-- Opening Marker --
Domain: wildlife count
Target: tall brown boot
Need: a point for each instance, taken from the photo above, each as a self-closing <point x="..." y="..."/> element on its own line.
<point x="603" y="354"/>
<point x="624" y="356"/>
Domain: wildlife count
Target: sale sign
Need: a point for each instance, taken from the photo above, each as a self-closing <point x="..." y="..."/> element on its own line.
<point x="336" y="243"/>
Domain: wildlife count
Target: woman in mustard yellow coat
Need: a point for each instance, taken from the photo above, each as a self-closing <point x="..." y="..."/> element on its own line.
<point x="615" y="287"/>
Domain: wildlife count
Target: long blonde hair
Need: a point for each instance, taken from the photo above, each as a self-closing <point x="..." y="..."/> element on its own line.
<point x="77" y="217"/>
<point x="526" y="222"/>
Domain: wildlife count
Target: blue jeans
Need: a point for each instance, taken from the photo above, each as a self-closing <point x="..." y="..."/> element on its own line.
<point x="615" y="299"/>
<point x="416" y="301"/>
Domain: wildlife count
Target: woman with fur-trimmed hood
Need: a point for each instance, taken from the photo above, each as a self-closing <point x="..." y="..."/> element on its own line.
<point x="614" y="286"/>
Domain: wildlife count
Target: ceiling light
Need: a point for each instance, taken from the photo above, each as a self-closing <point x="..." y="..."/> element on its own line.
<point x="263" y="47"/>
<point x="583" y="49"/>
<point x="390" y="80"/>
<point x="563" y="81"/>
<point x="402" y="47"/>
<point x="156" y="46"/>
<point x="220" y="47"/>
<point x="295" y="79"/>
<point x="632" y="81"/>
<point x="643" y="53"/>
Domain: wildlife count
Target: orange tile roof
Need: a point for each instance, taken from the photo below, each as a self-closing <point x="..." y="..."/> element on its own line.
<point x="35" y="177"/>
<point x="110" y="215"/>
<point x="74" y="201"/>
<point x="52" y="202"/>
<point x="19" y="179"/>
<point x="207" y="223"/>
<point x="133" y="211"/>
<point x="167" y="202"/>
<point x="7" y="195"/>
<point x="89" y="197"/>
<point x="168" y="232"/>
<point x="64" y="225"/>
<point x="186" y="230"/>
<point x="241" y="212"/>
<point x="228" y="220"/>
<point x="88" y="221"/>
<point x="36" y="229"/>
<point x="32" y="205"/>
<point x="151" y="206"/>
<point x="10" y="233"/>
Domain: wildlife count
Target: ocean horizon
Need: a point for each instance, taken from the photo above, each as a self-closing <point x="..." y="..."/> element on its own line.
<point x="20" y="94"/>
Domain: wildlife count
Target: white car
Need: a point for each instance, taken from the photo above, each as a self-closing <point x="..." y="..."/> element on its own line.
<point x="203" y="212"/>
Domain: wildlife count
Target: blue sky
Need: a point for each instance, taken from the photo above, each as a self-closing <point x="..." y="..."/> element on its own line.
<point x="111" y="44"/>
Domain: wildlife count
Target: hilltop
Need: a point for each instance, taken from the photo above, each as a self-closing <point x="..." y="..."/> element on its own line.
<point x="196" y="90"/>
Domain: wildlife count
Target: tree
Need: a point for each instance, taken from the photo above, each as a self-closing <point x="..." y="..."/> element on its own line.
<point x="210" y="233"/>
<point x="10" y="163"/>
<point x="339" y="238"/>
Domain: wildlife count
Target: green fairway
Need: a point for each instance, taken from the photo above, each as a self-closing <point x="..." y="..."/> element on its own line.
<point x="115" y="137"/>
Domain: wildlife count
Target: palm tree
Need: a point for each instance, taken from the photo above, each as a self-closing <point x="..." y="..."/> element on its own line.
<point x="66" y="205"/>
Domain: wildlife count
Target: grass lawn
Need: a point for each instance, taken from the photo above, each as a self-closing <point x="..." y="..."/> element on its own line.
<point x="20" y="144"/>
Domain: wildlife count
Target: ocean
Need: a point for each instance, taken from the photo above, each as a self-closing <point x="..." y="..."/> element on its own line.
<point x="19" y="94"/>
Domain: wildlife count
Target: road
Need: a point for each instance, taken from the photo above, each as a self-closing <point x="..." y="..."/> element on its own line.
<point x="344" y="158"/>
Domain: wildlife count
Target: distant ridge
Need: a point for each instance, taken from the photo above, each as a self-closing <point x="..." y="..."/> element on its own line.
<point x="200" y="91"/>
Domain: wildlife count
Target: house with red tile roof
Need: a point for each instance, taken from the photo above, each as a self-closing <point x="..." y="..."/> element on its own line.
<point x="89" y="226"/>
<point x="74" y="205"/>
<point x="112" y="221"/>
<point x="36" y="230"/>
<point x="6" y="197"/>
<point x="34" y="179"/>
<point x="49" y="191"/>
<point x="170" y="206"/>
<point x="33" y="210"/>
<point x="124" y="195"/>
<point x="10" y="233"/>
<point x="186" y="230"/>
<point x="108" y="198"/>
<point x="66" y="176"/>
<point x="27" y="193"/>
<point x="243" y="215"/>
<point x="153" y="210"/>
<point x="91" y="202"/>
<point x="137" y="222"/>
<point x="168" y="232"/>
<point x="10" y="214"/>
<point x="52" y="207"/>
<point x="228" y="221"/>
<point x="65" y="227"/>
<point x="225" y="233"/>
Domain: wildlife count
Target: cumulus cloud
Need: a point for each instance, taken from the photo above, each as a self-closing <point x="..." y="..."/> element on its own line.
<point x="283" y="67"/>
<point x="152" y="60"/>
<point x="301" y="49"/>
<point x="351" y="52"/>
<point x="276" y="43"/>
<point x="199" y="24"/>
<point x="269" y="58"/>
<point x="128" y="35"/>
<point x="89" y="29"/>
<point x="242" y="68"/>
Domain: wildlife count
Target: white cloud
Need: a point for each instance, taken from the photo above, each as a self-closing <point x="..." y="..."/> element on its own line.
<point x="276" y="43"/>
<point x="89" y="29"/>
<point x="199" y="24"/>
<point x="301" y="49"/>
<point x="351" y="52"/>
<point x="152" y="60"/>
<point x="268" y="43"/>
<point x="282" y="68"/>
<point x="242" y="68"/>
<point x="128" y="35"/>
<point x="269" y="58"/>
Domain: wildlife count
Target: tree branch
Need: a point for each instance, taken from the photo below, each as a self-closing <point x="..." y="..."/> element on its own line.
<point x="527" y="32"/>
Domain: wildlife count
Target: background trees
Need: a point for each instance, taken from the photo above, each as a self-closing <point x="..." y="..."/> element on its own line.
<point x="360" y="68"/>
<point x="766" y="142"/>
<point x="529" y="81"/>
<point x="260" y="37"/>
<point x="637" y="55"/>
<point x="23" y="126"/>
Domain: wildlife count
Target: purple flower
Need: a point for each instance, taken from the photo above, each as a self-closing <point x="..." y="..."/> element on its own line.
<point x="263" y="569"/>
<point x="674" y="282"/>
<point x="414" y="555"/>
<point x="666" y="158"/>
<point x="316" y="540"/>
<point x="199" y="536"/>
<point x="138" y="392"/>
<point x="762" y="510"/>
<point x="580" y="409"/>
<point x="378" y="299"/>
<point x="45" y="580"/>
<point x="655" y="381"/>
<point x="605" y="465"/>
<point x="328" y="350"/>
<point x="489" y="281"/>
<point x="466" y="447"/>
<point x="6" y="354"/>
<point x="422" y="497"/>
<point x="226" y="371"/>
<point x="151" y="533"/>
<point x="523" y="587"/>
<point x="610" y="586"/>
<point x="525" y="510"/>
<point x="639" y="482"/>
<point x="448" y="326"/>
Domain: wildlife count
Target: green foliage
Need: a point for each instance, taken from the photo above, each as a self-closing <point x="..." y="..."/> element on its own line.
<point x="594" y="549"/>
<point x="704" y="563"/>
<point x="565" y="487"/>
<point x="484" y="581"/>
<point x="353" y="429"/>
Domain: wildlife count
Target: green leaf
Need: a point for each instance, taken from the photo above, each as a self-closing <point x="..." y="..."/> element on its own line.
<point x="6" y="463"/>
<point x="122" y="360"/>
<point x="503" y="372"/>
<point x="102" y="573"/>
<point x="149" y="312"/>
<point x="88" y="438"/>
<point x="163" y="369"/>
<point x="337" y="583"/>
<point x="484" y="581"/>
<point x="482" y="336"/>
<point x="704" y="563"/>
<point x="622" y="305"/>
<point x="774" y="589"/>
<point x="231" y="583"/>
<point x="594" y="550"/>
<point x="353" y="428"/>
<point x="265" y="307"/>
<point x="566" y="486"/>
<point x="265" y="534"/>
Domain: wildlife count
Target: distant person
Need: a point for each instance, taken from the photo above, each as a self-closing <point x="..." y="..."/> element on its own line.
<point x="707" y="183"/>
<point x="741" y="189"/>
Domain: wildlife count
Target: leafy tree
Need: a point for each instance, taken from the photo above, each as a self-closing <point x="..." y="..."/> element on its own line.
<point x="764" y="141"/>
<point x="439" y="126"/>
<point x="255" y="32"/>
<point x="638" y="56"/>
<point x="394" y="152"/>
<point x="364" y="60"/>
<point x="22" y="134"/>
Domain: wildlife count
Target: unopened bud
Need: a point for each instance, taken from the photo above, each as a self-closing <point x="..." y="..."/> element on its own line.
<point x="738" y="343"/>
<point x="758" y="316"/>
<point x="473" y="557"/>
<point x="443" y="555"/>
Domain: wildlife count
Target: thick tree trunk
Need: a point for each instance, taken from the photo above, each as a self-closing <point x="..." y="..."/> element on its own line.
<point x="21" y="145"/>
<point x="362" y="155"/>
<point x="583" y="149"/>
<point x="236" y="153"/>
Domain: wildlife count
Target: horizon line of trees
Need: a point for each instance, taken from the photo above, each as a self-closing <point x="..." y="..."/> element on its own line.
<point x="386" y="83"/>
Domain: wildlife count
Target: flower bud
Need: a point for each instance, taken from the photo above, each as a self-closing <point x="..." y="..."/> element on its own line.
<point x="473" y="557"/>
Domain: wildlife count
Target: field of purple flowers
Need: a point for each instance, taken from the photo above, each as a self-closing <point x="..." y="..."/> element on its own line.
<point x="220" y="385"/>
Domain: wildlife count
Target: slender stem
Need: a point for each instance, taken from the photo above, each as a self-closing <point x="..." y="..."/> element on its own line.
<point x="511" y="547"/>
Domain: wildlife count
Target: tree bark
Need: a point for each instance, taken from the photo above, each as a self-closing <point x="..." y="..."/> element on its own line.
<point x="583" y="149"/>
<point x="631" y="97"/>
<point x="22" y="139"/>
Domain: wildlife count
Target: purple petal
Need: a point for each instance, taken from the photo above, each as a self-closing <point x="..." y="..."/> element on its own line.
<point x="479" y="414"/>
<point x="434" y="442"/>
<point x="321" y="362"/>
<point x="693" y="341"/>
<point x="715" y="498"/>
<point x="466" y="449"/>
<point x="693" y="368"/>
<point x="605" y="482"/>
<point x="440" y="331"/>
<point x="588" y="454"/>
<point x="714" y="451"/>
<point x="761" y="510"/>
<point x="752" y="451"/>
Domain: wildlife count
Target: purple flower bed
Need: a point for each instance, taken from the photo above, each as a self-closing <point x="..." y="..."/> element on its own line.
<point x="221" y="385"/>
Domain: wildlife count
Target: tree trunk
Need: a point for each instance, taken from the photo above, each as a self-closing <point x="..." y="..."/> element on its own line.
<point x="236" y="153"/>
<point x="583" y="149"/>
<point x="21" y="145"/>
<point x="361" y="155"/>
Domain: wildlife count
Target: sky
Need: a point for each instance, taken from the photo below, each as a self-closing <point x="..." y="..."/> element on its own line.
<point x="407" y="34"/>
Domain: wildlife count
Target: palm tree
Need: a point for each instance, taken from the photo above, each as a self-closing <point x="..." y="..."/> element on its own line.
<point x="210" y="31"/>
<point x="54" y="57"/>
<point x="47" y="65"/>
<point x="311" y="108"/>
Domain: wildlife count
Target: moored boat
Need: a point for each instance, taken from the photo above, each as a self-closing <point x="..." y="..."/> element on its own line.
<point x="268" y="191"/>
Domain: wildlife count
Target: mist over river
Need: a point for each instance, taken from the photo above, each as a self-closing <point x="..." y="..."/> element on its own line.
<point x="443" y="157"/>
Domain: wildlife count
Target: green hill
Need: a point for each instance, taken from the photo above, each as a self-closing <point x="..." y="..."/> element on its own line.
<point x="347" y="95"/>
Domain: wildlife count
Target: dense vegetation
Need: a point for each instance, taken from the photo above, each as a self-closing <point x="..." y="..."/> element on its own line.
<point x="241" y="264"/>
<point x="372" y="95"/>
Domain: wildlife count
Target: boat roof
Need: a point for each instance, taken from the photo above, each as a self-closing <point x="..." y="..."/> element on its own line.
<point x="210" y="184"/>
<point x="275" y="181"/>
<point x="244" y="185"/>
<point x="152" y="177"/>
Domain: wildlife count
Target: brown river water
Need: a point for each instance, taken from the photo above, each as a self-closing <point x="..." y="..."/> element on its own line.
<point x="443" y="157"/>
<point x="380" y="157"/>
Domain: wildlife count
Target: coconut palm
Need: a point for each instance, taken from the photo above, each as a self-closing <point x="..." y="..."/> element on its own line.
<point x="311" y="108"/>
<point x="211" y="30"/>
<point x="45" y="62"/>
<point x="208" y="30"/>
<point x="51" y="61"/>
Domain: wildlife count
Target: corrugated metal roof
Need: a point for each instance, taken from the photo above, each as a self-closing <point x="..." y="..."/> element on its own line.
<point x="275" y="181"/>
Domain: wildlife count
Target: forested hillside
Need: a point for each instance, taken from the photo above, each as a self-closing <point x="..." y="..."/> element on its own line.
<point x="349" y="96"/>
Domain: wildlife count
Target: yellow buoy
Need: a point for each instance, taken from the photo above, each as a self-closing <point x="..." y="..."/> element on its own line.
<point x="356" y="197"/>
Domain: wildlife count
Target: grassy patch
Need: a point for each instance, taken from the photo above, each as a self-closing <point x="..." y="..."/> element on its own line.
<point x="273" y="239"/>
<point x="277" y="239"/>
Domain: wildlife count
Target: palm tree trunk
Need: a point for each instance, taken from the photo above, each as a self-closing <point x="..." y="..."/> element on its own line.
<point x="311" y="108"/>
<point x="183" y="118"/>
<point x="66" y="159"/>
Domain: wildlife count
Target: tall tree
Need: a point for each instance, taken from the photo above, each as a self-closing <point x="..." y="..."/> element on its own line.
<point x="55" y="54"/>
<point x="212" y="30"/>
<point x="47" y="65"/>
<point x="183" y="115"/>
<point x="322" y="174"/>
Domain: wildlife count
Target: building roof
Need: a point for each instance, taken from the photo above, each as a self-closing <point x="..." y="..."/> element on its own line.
-- Closing Marker --
| Your instructions |
Reproduce only the lines above spanning from the line containing "Target: distant ridge" through the line containing "Target: house with red tile roof", word for word.

| Finished task |
Target: distant ridge
Need: a point for each instance, taken from the photo above, each as a self-closing <point x="..." y="..."/> element on its own line.
<point x="200" y="91"/>
Domain: wildlife count
Target: house with red tile roof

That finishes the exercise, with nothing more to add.